Use the /predict/ POST endpoint with the following example body:

{
  "TotalCharges": "1889.5",
  "Contract": "One year",
  "PhoneService": "Yes",
  "tenure": 34
}

Expected response:

{
  "prediction": 0
}

(Indicates the client is not likely to churn soon)

Batch Processing

The batch processing pipeline utilizes Apache Beam for efficient data processing. It runs daily at 12 PM, performing the following steps:

Data retrieval from database or CSV files
Data preprocessing
Model execution using the pickled RandomForestClassifier
Saving results back to the database or file system

Configure the batch job settings in the 'config' file.

Real-time API

The FastAPI application provides real-time predictions for the marketing server. It uses the same preprocessing steps and model as the batch process to ensure consistency.

Monitoring and Alerting

Prometheus

Prometheus is used to collect metrics from both the API and the batch processing pipeline. Key metrics include:

Prediction volumes
Response times
Error rates
Model performance metrics

Grafana

Access Grafana at http://localhost:3000/
Navigate to "Dashboards"
Explore the pre-configured dashboards for:
- API performance
- Batch processing metrics
- Model performance over time
- Data drift indicators

Alerts are configured in Grafana to notify of any anomalies or issues in the system.

SHORT TASK: Quote the churn prediction service documentation in full, word for word. Work only from the passage on the churn prediction service.

SUPPLIED ENTRIES:
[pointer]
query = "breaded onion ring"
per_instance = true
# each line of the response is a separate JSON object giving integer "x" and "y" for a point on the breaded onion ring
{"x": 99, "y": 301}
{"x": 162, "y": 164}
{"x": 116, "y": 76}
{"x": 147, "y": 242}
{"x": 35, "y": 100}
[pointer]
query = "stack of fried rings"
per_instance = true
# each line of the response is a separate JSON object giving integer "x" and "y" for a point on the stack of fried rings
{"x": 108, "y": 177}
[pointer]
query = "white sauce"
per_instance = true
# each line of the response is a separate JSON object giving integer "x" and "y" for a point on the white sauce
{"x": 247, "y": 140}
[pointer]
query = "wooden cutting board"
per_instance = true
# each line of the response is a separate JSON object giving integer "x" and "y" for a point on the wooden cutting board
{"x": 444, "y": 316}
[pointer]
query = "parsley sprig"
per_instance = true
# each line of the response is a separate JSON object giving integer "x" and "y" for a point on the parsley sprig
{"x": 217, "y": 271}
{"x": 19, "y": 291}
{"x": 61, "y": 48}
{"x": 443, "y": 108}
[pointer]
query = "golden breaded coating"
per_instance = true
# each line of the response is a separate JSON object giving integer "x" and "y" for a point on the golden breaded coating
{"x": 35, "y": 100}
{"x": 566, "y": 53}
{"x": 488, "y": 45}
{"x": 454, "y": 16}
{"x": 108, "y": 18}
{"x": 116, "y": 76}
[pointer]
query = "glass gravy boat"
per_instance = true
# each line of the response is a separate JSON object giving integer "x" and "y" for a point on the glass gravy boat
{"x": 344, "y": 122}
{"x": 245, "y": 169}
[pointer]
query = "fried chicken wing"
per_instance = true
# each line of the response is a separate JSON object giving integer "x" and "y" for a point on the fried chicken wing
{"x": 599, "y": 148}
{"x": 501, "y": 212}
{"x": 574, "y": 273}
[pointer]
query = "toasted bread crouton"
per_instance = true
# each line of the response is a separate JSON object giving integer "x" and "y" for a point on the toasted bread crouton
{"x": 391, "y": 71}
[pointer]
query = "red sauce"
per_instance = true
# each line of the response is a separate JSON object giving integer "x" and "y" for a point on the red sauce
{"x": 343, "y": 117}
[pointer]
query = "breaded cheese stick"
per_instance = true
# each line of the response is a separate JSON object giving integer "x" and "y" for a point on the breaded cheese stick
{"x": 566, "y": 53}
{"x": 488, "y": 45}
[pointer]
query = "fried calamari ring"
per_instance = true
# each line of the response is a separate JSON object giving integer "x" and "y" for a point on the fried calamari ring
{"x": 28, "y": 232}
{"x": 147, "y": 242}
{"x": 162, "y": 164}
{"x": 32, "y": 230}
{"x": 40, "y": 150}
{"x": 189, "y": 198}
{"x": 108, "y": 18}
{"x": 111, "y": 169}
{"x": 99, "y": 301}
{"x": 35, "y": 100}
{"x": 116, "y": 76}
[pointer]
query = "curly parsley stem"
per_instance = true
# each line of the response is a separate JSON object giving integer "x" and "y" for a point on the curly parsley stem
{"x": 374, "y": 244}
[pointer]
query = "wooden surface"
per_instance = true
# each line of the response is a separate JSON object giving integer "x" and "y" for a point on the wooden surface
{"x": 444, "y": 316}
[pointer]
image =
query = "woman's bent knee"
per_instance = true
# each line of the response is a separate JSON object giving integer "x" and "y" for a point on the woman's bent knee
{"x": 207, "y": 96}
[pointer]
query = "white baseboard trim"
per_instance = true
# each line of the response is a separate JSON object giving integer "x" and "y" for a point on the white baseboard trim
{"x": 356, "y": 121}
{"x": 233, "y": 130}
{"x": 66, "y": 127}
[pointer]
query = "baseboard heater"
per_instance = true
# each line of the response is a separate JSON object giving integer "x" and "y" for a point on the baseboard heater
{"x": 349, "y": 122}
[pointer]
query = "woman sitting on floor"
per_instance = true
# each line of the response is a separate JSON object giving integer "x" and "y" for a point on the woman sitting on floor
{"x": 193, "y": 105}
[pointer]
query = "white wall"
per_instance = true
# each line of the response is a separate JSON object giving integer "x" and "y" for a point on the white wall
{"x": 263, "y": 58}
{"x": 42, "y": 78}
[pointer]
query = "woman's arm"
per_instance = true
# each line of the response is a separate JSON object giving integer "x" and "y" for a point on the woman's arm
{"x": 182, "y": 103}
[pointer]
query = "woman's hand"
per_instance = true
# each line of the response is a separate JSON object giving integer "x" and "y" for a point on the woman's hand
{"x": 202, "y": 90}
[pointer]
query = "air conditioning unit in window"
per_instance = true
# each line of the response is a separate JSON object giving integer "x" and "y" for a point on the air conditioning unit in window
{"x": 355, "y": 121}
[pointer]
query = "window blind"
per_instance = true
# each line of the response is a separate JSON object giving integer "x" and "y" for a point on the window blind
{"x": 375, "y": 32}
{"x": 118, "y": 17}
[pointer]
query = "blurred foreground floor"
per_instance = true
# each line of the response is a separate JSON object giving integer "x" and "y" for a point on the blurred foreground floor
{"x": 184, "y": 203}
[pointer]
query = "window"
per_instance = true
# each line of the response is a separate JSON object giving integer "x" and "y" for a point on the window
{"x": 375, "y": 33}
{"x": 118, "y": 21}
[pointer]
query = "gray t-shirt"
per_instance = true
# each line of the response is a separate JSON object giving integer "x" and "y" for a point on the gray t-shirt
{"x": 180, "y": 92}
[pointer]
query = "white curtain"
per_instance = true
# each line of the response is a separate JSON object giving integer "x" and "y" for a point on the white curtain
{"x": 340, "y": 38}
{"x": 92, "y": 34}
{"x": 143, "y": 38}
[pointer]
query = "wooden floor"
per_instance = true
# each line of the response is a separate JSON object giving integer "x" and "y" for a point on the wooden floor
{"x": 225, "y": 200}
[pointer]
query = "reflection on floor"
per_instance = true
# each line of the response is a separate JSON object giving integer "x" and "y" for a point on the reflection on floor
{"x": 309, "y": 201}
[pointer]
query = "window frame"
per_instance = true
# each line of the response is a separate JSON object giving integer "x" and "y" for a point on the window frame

TASK SOLUTION:
Use the /predict/ POST endpoint with the following example body:

{
  "TotalCharges": "1889.5",
  "Contract": "One year",
  "PhoneService": "Yes",
  "tenure": 34
}

Expected response:

{
  "prediction": 0
}

(Indicates the client is not likely to churn soon)

Batch Processing

The batch processing pipeline utilizes Apache Beam for efficient data processing. It runs daily at 12 PM, performing the following steps:

Data retrieval from database or CSV files
Data preprocessing
Model execution using the pickled RandomForestClassifier
Saving results back to the database or file system

Configure the batch job settings in the 'config' file.

Real-time API

The FastAPI application provides real-time predictions for the marketing server. It uses the same preprocessing steps and model as the batch process to ensure consistency.

Monitoring and Alerting

Prometheus

Prometheus is used to collect metrics from both the API and the batch processing pipeline. Key metrics include:

Prediction volumes
Response times
Error rates
Model performance metrics

Grafana

Access Grafana at http://localhost:3000/
Navigate to "Dashboards"
Explore the pre-configured dashboards for:
- API performance
- Batch processing metrics
- Model performance over time
- Data drift indicators

Alerts are configured in Grafana to notify of any anomalies or issues in the system.